━━━ Estratto fornito

Scendiamo illese al punto di partenza, abbiamo fatto un oroboro. La digestione è avanzata. Mentre andiamo verso la metro per raggiungere Muji, delle adorabili vecchiette ci chiedono informazioni. In tedesco. E insistono pure, pur rispondendogli noi in inglese. Ora, finchè si sbagliano con la bionda Isil passi, ma quando seguitano con me, evidentemente proveniente da zone equatoriali, cazzo, allora vuol dire che l’apparecchio acustico t’è proprio partito nonna! Chissà dove le abbiamo spedite!

E alla fine siamo arrivate da Muji. Il paese dei Balocchi per due cartolaie mancate come noi. Oh se anche Valetudo vedesse queste meraviglie! E’ una catena giapponese dove si trovano articoli di cancelleria, ma anche da viaggio e per la casa, disposti con strategia. Tra le tante cose acciuffo un paraocchi da viaggio, di quelli x dormire in luoghi dove c’è sempre luce, tipo in aereo. Hanno anche una tasca dove si può inserire del ghiaccio sintetico per un sommeil de beauté! Ma la cosa più bella sono le pochettes per i trucchi, e le penne. Sul catalogo ci sono esempi di ciò che non riuscirò mai a fare: ordinatissime valige, ottenute grazie all’utilizzo degli scomparti che qui vendono.

Torniamo squattrinate all’ostello. A letto senza cena. Di peccati di gola oggi ne abbiamo fatti abbastanza.

━━━━━━
━━━ Dati forniti

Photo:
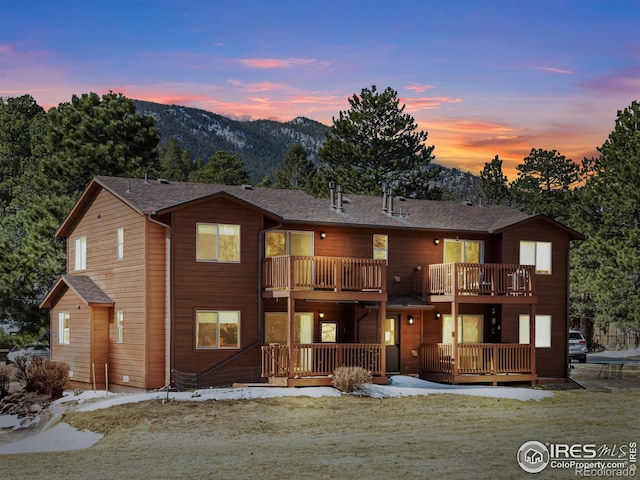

━━━━━━

> **Le attività**:
• a. Ricopia dall'estratto il passo compreso tra "E alla fine" e "abbiamo fatti abbastanza.", estremi inclusi.
• b. Traduci in inglese questa frase dell'estratto: «E’ una catena giapponese dove si trovano articoli di cancelleria, ma anche da viaggio e per la casa, disposti con strategia.»
Per rispondere basatevi esclusivamente sull'estratto, senza ricorrere ad altre fonti.

> **Risultati delle attività**:
• a.
E alla fine siamo arrivate da Muji. Il paese dei Balocchi per due cartolaie mancate come noi. Oh se anche Valetudo vedesse queste meraviglie! E’ una catena giapponese dove si trovano articoli di cancelleria, ma anche da viaggio e per la casa, disposti con strategia. Tra le tante cose acciuffo un paraocchi da viaggio, di quelli x dormire in luoghi dove c’è sempre luce, tipo in aereo. Hanno anche una tasca dove si può inserire del ghiaccio sintetico per un sommeil de beauté! Ma la cosa più bella sono le pochettes per i trucchi, e le penne. Sul catalogo ci sono esempi di ciò che non riuscirò mai a fare: ordinatissime valige, ottenute grazie all’utilizzo degli scomparti che qui vendono.

Torniamo squattrinate all’ostello. A letto senza cena. Di peccati di gola oggi ne abbiamo fatti abbastanza.

• b. It is a Japanese chain where you can find stationery, as well as travel and household items, all strategically arranged.